DOCUMENTO DI ORIGINE

============

Purtroppo una volta entrato nella shell fdisk non lo trova neanche. Cioè, io do il comando e lui dice che non lo trova. L'ho anche cercato in giro per il filesystem, ma non c'è traccia. E ho provato a montare le partizioni, ma tutti i file dei dispositivi (p.es. /dev/sda*) non esistono.

----------

## Apetrini

Se hai i dischi ata e usi la libreria vecchia del kernel hai i nomi hdx. Prova a vedere se esistono (es /dev/hda...).

Se esistono, correggi temporaneamente fstab e cugini, cosi puoi fare il boot. Se non è questo il problema bisogna indagare un attimo piu a fondo e comunque hai bisogno di fare il boot con una cd live ed eseguire il chroot. Cosi potrai avere tutte le informazioni che ti servono....

----------

## Spiros

No, il computer è piuttosto recente e comunque non esistono neanche hda*; però esiste un unico device /dev/hda, come se fosse un hard disk, ma senza partizioni.

Il chroot lo posso fare senza problemi dall'altra distribuzione che ho (Ubuntu). Ieri ho provato a fare chroot e ri-emergere alcuni pacchetti di sistema come udev, pensando che forse il problema potesse essere lì. Le compilazioni hanno funzionato bene, ma non hanno risolto niente. Ovviamente ho controllato anche nel kernel che le parti necessarie fossero incluse. Però è anche vero che le modifiche che ho fatto al kernel con l'ultima compilazione sono minime: la versione è esattamente la stessa (quella stable nel portage tree, quindi le gentoo-sources-2.6.31-r6) e ho solo aggiunto un paio di moduli.

----------

## Peach

quindi è da quando hai fatto l'aggiornamento del kernel che non ti va più

hai provato ad avviare col vecchio kernel e funziona tutto?

============

ISTRUZIONI DA SEGUIRE
Riporta per intero, parola per parola, la discussione qui sopra sui file di dispositivo che non si trovano.

CONTENUTO DEL DATASET

============

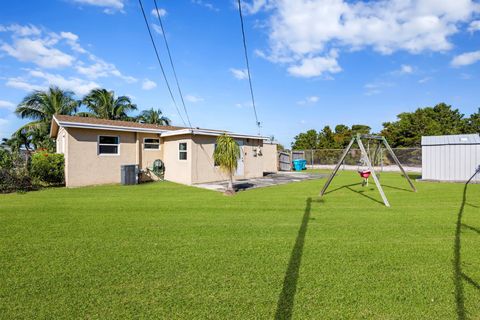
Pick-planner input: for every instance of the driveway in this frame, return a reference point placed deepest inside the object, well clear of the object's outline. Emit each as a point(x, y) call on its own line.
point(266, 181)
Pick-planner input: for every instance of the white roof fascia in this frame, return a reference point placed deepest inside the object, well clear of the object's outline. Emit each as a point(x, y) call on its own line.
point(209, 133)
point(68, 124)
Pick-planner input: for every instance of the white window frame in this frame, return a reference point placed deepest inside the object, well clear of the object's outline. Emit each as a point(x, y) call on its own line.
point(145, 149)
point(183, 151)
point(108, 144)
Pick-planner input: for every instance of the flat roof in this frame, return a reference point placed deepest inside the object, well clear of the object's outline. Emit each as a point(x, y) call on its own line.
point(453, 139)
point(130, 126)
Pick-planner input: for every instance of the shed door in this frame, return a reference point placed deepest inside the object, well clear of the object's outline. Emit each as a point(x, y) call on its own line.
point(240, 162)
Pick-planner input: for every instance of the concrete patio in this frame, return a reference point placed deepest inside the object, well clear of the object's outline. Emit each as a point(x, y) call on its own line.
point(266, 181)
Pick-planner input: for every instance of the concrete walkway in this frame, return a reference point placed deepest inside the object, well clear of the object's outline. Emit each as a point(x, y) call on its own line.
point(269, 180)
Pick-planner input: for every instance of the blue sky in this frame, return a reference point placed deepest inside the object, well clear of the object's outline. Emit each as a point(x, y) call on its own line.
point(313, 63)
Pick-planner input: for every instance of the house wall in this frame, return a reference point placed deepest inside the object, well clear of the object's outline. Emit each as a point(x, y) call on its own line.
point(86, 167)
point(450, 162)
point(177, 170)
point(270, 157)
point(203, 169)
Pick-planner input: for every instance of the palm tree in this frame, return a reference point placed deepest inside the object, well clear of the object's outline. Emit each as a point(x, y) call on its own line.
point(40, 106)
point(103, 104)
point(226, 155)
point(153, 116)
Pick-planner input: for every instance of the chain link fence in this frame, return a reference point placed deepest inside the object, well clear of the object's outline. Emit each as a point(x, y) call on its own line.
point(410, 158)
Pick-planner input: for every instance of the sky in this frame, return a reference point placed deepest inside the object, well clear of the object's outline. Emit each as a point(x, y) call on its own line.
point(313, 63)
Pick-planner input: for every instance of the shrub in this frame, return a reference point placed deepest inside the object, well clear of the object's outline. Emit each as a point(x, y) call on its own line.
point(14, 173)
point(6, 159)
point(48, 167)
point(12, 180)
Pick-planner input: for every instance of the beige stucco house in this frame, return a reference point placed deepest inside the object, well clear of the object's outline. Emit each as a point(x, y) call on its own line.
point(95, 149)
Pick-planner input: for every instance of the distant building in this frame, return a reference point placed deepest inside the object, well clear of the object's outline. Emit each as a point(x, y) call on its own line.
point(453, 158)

============

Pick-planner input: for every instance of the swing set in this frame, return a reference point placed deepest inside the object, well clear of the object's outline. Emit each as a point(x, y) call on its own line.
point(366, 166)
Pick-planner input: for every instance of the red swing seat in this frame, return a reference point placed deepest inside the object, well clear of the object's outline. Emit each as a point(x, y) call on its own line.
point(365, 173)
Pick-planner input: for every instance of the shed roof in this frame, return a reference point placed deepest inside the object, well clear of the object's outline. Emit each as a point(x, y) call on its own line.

============

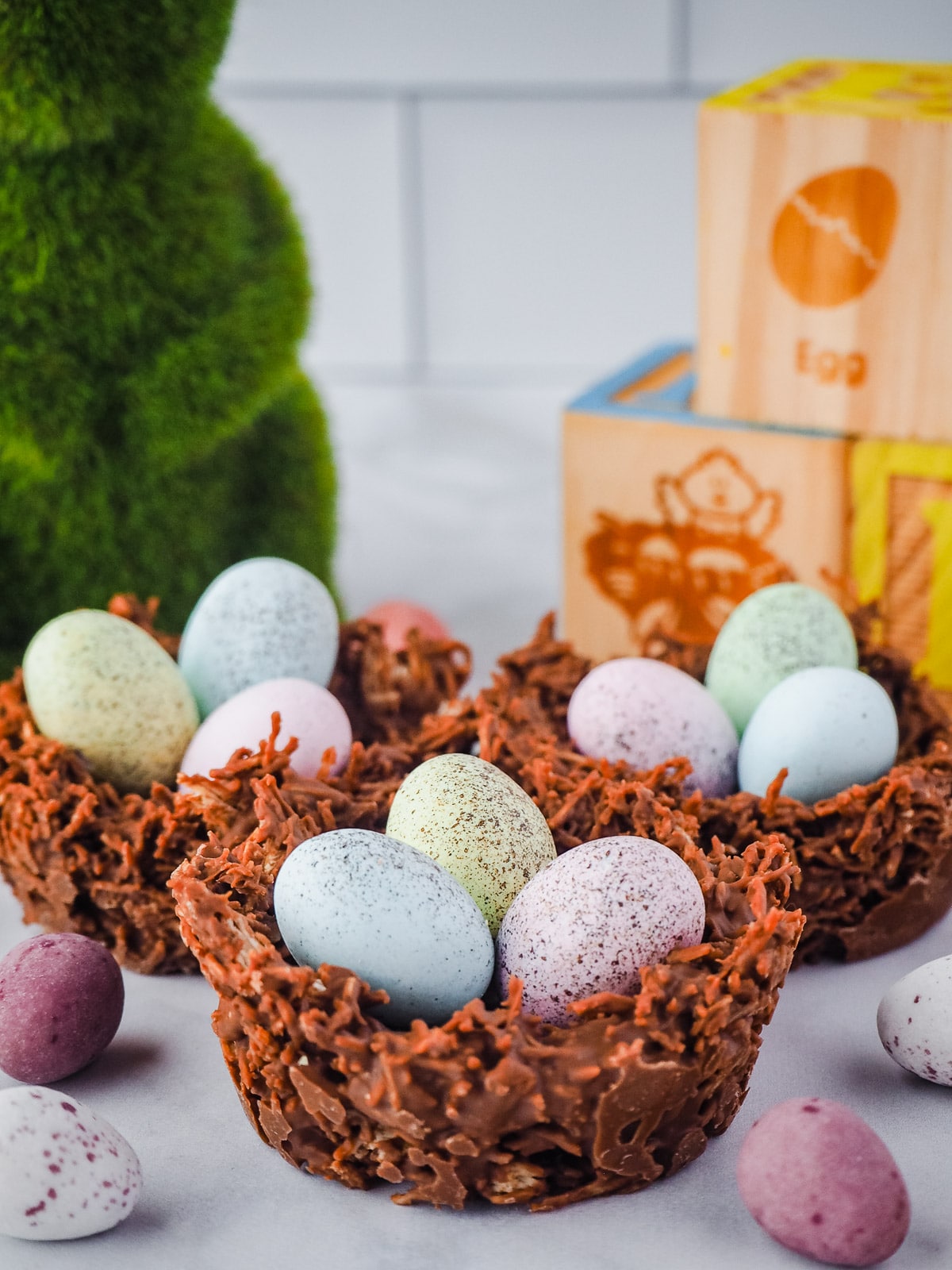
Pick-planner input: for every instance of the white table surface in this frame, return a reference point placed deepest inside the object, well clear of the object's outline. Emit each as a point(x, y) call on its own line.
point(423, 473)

============

RISPOSTA AL PROBLEMA
Purtroppo una volta entrato nella shell fdisk non lo trova neanche. Cioè, io do il comando e lui dice che non lo trova. L'ho anche cercato in giro per il filesystem, ma non c'è traccia. E ho provato a montare le partizioni, ma tutti i file dei dispositivi (p.es. /dev/sda*) non esistono.

----------

## Apetrini

Se hai i dischi ata e usi la libreria vecchia del kernel hai i nomi hdx. Prova a vedere se esistono (es /dev/hda...).

Se esistono, correggi temporaneamente fstab e cugini, cosi puoi fare il boot. Se non è questo il problema bisogna indagare un attimo piu a fondo e comunque hai bisogno di fare il boot con una cd live ed eseguire il chroot. Cosi potrai avere tutte le informazioni che ti servono....

----------

## Spiros

No, il computer è piuttosto recente e comunque non esistono neanche hda*; però esiste un unico device /dev/hda, come se fosse un hard disk, ma senza partizioni.

Il chroot lo posso fare senza problemi dall'altra distribuzione che ho (Ubuntu). Ieri ho provato a fare chroot e ri-emergere alcuni pacchetti di sistema come udev, pensando che forse il problema potesse essere lì. Le compilazioni hanno funzionato bene, ma non hanno risolto niente. Ovviamente ho controllato anche nel kernel che le parti necessarie fossero incluse. Però è anche vero che le modifiche che ho fatto al kernel con l'ultima compilazione sono minime: la versione è esattamente la stessa (quella stable nel portage tree, quindi le gentoo-sources-2.6.31-r6) e ho solo aggiunto un paio di moduli.

----------

## Peach

quindi è da quando hai fatto l'aggiornamento del kernel che non ti va più

hai provato ad avviare col vecchio kernel e funziona tutto?